■ Challenges ■
**a)** Who presented the question that the county stock ownership opinion responds to?
**b)** Reproduce the portion of the county stock ownership opinion between "The Oregon Supreme" and "state to do so.", inclusive.

■ Text section ■
____________________

Original opinion text

June 17, 1997
No. 8251
This opinion is in response to a question presented by Timothy J. Colahan, Harney County District Attorney, concerning
stock ownership by the county.
QUESTION PRESENTED
Is ownership of stock and participation in a dividend reinvestment plan by the Harney County Library, an
agency of Harney County, prohibited by Article XI, section 9, of the Oregon Constitution?
ANSWER GIVEN
The stock ownership and dividend reinvestment is constitutionally prohibited.
DISCUSSION
Article XI, section 9, provides, in relevant part,
No county, city, town or other municipal corporation, by vote of its citizens, or otherwise, shall become a
stockholder in any joint company, corporation or association whatever, or raise money for, or loan its
credit to, or in aid of, any such company, corporation or association.
(Emphasis added.)
The Oregon Supreme Court considered Article XI, section 9, in State ex rel Sprague v. Straub, 252 Or 507, 451 P2d 49
(1969), when asked to interpret a companion provision in Article XI, section 6, of the Oregon Constitution, which provides
that "[t]he state shall not subscribe to, or be interested in the stock of any company, association or corporation. " The
Supreme Court said of Article XI, section 9:
[I]t would be difficult to read Section 9 as having any other meaning than an absolute prohibition against
the purchase of stock by counties and municipal corporations. So construing Section 9 we are unable to
think of any reason why the people would want to prohibit the purchase of stock by a county or city and yet
allow the state to do so.

____________________

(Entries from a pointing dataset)
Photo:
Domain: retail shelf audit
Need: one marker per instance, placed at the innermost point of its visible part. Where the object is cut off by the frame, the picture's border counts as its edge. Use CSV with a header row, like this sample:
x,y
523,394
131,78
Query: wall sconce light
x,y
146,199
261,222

____________________

■ Task responses ■
**a)** Timothy J. Colahan, Harney County District Attorney.

**b)**
The Oregon Supreme Court considered Article XI, section 9, in State ex rel Sprague v. Straub, 252 Or 507, 451 P2d 49
(1969), when asked to interpret a companion provision in Article XI, section 6, of the Oregon Constitution, which provides
that "[t]he state shall not subscribe to, or be interested in the stock of any company, association or corporation. " The
Supreme Court said of Article XI, section 9:
[I]t would be difficult to read Section 9 as having any other meaning than an absolute prohibition against
the purchase of stock by counties and municipal corporations. So construing Section 9 we are unable to
think of any reason why the people would want to prohibit the purchase of stock by a county or city and yet
allow the state to do so.